Return the lines of the data below exactly. Start at the first and end with the line containing "pixel 339 233".

Entries taken from a collection:
Start of Block

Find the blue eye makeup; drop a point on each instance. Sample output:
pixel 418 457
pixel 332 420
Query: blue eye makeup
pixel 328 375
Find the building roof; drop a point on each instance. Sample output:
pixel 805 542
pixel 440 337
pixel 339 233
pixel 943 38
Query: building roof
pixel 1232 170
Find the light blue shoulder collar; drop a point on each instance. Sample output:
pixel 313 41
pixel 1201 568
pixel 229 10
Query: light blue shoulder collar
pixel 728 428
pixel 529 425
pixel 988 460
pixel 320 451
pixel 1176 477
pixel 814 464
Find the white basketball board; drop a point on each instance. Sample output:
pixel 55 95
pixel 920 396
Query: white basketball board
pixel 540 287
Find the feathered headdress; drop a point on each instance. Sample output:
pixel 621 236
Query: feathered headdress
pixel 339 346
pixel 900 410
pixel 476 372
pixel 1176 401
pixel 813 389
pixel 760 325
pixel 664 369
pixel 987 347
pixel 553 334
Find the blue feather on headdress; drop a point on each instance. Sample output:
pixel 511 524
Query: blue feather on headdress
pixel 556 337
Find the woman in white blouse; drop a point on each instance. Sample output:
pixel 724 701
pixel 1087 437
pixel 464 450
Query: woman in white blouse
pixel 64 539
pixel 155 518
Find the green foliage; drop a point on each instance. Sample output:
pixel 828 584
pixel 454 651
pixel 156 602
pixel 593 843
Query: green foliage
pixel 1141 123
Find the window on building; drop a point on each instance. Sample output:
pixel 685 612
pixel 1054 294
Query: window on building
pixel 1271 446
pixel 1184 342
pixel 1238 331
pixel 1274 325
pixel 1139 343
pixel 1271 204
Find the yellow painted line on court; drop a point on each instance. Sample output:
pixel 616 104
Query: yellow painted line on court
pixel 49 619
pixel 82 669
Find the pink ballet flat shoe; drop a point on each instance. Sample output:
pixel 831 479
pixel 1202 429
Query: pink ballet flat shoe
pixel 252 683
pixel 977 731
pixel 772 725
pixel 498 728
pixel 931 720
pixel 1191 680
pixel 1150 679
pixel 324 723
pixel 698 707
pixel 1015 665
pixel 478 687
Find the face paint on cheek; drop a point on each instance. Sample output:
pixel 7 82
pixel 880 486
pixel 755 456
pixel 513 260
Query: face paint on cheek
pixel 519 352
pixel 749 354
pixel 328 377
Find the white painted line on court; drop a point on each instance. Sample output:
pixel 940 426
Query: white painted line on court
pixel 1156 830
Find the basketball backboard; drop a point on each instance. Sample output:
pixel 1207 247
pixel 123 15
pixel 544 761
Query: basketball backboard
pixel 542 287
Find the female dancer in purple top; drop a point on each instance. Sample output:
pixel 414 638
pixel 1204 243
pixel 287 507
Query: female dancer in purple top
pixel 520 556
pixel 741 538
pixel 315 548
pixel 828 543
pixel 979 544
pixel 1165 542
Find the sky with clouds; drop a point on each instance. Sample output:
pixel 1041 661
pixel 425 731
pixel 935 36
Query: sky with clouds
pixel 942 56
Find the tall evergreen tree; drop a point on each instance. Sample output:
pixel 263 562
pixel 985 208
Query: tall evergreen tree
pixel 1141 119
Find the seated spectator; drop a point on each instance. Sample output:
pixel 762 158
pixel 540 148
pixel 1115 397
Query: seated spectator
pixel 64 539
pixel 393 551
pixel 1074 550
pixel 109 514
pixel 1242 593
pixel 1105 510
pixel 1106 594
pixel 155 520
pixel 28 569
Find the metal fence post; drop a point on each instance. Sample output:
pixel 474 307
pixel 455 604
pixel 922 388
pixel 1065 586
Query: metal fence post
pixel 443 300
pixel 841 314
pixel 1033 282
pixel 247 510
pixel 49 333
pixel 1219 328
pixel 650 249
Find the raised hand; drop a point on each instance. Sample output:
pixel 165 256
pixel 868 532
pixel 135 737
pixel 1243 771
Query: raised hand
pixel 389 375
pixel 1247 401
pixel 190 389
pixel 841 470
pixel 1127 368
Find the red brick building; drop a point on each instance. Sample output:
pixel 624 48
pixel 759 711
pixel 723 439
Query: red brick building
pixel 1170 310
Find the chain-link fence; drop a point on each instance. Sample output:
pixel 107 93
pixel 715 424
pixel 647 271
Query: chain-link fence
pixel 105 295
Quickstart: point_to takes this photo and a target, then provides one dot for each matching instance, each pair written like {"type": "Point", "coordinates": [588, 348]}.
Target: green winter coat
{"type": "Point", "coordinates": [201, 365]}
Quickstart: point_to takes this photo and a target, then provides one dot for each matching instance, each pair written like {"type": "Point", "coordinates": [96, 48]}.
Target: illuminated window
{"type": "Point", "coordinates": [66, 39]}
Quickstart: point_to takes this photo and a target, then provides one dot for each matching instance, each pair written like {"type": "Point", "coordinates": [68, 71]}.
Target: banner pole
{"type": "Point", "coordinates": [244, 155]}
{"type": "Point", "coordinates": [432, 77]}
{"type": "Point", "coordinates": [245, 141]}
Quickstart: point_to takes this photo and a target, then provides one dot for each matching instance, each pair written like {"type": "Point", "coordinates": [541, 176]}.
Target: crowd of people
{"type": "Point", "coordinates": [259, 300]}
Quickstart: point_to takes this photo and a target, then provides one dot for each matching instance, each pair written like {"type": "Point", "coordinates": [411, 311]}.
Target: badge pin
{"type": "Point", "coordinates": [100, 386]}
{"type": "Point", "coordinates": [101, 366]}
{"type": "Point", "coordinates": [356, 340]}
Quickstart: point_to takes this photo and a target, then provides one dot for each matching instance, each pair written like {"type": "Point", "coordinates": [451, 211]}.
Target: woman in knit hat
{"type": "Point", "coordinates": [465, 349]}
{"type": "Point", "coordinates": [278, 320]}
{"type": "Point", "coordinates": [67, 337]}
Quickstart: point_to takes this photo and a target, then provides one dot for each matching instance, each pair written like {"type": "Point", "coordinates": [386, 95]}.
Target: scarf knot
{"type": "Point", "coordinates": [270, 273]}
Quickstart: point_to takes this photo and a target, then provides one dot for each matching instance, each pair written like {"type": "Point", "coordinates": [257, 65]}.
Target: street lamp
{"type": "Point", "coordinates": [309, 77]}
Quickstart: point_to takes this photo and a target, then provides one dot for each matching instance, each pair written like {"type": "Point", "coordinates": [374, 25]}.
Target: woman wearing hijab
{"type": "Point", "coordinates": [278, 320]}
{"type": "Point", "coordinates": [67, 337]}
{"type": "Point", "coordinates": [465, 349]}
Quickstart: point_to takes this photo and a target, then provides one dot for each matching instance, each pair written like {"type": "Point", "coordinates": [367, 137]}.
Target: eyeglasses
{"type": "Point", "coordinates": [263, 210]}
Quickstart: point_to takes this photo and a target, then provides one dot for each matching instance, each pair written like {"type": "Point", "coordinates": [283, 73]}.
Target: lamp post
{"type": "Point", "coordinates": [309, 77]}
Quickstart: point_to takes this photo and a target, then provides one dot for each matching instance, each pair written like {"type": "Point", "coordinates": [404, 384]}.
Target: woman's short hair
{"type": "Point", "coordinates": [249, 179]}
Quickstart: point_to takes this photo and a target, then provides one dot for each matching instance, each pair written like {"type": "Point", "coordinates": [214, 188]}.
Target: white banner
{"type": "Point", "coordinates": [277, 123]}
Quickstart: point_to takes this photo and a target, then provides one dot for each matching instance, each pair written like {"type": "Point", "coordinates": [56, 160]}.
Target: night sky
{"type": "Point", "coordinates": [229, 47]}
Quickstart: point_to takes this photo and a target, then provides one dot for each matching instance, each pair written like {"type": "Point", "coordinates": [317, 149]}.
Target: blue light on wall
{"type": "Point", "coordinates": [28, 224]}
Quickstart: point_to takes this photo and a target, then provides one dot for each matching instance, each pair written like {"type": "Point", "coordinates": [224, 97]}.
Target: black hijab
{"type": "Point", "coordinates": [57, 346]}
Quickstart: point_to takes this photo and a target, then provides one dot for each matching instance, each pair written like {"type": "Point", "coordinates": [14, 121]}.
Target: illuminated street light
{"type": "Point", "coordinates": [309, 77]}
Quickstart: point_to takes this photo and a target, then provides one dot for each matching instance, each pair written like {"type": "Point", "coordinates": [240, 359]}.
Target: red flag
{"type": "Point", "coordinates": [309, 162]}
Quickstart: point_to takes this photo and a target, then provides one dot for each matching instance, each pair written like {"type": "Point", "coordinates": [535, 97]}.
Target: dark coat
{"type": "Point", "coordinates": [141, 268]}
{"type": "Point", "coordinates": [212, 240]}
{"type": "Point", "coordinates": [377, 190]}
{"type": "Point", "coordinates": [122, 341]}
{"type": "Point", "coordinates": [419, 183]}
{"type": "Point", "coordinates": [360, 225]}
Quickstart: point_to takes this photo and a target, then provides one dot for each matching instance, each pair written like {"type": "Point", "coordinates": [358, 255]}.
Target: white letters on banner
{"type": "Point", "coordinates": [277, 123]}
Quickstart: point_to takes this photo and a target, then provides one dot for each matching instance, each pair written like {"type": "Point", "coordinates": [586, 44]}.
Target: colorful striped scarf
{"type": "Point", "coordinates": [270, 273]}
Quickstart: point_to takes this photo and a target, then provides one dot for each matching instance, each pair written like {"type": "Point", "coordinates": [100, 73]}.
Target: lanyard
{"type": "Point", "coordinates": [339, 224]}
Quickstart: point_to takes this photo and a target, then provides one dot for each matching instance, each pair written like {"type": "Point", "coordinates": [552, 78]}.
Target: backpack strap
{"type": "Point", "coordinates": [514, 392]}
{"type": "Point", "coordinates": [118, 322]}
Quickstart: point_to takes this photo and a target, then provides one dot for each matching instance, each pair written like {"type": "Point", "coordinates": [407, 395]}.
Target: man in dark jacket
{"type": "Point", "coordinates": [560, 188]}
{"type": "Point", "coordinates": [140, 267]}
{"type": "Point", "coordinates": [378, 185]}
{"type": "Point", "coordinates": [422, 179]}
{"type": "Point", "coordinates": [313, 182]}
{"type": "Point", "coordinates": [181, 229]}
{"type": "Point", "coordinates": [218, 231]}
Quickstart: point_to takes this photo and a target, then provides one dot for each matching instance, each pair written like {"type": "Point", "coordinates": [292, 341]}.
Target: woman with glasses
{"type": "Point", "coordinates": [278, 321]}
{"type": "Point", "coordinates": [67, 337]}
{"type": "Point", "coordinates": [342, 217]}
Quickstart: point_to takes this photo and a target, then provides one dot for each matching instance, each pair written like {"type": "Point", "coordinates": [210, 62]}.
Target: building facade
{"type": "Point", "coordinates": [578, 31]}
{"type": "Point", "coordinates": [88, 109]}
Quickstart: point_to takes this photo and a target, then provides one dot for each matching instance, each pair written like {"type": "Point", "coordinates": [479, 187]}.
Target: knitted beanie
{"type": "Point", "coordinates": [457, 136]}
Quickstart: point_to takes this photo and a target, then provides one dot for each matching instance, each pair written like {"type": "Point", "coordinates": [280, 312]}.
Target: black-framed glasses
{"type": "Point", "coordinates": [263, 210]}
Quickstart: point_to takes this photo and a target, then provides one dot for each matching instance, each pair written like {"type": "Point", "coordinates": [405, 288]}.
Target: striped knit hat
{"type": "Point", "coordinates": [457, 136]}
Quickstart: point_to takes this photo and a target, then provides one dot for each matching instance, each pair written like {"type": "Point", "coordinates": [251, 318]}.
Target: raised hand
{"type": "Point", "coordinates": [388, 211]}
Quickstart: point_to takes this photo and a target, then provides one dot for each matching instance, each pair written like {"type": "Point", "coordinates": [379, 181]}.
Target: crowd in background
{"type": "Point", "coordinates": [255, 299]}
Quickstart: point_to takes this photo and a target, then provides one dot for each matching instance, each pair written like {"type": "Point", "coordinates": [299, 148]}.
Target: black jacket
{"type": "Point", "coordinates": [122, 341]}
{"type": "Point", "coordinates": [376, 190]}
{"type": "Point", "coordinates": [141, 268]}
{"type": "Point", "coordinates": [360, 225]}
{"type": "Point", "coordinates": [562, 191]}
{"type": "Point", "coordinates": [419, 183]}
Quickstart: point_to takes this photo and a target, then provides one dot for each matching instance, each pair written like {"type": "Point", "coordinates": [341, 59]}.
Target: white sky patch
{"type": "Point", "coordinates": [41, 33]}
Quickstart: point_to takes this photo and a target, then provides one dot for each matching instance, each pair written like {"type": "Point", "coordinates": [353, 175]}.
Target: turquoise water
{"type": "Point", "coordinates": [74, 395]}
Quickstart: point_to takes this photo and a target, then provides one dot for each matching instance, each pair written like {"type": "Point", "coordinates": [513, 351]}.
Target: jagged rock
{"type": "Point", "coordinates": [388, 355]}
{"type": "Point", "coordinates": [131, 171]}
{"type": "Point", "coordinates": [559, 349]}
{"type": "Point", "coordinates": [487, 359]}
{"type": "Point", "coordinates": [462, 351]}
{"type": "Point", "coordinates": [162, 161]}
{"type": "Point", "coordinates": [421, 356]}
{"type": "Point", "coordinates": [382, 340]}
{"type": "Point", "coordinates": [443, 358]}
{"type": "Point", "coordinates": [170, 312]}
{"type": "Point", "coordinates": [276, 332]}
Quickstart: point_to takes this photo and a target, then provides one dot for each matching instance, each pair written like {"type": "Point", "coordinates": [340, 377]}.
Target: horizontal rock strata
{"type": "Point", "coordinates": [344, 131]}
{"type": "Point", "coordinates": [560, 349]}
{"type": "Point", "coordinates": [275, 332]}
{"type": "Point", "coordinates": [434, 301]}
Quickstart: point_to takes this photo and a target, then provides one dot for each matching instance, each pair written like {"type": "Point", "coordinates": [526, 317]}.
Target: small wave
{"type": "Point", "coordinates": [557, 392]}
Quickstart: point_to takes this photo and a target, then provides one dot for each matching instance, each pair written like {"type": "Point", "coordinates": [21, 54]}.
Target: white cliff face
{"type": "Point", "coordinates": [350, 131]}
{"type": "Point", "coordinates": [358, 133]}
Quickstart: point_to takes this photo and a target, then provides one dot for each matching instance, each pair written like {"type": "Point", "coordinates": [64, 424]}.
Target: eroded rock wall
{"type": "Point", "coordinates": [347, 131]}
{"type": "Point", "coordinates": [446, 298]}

End of Block

Reply to the exercise:
Find the blue eye makeup; drop a point on each instance. Sample output:
pixel 418 457
pixel 332 420
Query: blue eye makeup
pixel 328 375
Find the building roof; drop a point on each instance. Sample output:
pixel 805 542
pixel 440 337
pixel 339 233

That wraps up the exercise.